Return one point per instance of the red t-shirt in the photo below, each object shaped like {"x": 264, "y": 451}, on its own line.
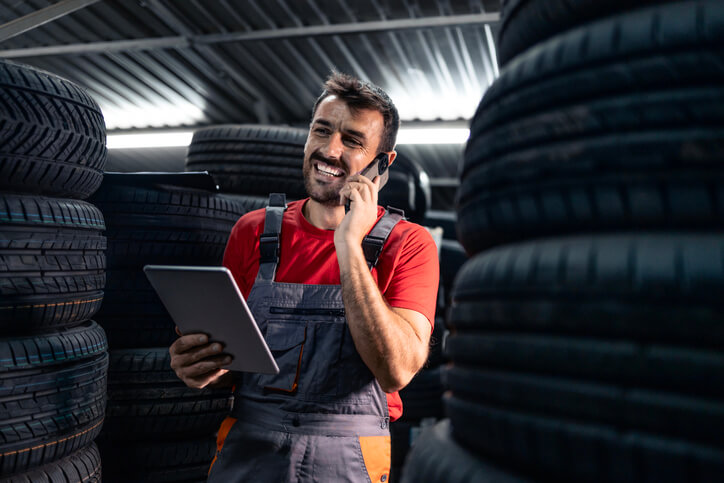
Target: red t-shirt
{"x": 407, "y": 272}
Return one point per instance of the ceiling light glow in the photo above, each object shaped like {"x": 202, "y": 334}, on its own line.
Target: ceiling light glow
{"x": 433, "y": 136}
{"x": 149, "y": 140}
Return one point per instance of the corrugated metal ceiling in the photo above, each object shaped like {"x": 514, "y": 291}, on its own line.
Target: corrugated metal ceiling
{"x": 190, "y": 63}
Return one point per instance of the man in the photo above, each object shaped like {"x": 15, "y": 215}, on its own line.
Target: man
{"x": 346, "y": 336}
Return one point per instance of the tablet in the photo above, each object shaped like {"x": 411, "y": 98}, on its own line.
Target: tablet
{"x": 207, "y": 300}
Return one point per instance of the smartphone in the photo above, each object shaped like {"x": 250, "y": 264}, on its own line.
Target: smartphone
{"x": 378, "y": 167}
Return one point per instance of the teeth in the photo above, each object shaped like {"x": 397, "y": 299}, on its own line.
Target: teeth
{"x": 329, "y": 170}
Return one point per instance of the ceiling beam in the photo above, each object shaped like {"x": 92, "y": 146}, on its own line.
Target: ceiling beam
{"x": 270, "y": 34}
{"x": 41, "y": 17}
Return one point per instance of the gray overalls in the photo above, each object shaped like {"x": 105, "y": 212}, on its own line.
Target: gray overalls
{"x": 324, "y": 417}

• Prompt
Format every line of the entries above as a Markdown table with the columns Row and Line, numbering the rows and skipping blank lines. Omit the picture from the table.

• Answer to this problem
| Row | Line |
|---|---|
| 1 | Return one point per instance of the red t-shirt in the photo below, each object shaped like {"x": 264, "y": 451}, on its own line. |
| 2 | Target: red t-shirt |
| 3 | {"x": 407, "y": 272} |
| 4 | Return one point per instance of the ceiling light glow in the photo above, each object shaped like {"x": 202, "y": 334}, on its own line. |
| 5 | Target: ceiling light glow |
| 6 | {"x": 433, "y": 136} |
| 7 | {"x": 149, "y": 140} |
| 8 | Return one point per instance of the corrugated metal ceiling in the photo above, each object shaped like {"x": 514, "y": 291}, on its own line. |
| 9 | Target: corrugated metal ceiling |
| 10 | {"x": 190, "y": 63} |
| 11 | Return one point per instance of the man in the photo above, each object shaped like {"x": 15, "y": 215}, on its own line. |
| 12 | Target: man |
| 13 | {"x": 346, "y": 336} |
| 14 | Return one point per instance of the tablet in the photo above, each object shaped like {"x": 411, "y": 98}, on its own line. |
| 15 | Target: tablet |
| 16 | {"x": 207, "y": 300} |
| 17 | Return one point per instance of the smartphone in the photo above, each object shaped like {"x": 250, "y": 264}, on its own line. |
| 18 | Target: smartphone |
| 19 | {"x": 378, "y": 167} |
| 20 | Return one point per instance of the teeth in the photo above, each object shaped like {"x": 397, "y": 299}, on its own line. |
| 21 | Target: teeth |
| 22 | {"x": 329, "y": 170} |
| 23 | Return one point per instance of the ceiling beam in the photo above, each object shaped like {"x": 92, "y": 146}, on its own line. |
| 24 | Target: ceiling beam |
| 25 | {"x": 270, "y": 34} |
| 26 | {"x": 41, "y": 17} |
| 27 | Return one point per instance of the gray overalls in the photo above, each object shaped like {"x": 105, "y": 212}, on its own line. |
| 28 | Target: gray overalls |
| 29 | {"x": 324, "y": 417} |